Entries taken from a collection
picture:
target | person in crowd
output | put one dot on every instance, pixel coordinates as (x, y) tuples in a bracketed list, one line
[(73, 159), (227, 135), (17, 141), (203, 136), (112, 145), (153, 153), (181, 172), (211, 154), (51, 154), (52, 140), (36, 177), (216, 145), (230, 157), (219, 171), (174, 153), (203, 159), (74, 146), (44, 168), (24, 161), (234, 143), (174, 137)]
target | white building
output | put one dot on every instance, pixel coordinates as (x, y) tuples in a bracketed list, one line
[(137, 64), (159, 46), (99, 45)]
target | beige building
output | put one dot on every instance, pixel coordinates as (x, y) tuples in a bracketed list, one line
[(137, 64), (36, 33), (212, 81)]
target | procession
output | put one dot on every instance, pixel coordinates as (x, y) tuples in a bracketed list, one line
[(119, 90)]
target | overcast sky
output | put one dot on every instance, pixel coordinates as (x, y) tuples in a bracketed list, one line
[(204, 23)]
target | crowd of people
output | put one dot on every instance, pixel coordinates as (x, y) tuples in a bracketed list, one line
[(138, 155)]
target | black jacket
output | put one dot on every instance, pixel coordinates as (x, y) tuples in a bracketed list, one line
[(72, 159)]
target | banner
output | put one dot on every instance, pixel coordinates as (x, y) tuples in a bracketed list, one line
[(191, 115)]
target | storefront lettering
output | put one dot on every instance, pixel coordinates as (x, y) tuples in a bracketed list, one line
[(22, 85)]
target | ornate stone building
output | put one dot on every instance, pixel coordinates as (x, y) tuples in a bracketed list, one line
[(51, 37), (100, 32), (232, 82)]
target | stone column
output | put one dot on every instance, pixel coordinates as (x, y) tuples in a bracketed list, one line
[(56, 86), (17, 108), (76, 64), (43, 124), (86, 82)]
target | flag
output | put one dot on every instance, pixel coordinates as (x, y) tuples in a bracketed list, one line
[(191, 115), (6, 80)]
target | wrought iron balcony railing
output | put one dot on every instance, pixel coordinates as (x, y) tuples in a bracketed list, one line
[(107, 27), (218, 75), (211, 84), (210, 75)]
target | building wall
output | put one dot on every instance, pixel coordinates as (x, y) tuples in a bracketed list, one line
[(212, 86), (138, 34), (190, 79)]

▸ **TASK**
Edit the entries from the line with "target | ornate stone building" up to and including the last line of the entries, replacing "flag" with "pennant" and leaving everything else unchanged. Give back only those lines.

▸ **EXERCISE OUTPUT**
target | ornate stone building
output | put one dot on every instance, pixel coordinates as (x, y) tuples in a bracketed list, one line
[(51, 37), (100, 32), (232, 82)]
target | stone column
output | put one dot on every instance, pixel coordinates as (x, y) tuples in a bracketed list, one line
[(56, 86), (17, 108), (76, 64), (43, 124), (86, 82)]
target | pennant
output | put one dot on every instance, pixel coordinates as (x, y) tuples in a bracketed list, one line
[(191, 115), (6, 80)]
target | wrought iron balcony railing
output | put one dot on every instance, pixel coordinates as (x, y) tuples in a bracketed list, one line
[(107, 27), (218, 75), (211, 84), (210, 75)]
target | building wall
output | put one dot on every instance, pixel coordinates as (x, y) tuples in a bracketed list, one line
[(212, 86), (138, 34), (190, 79)]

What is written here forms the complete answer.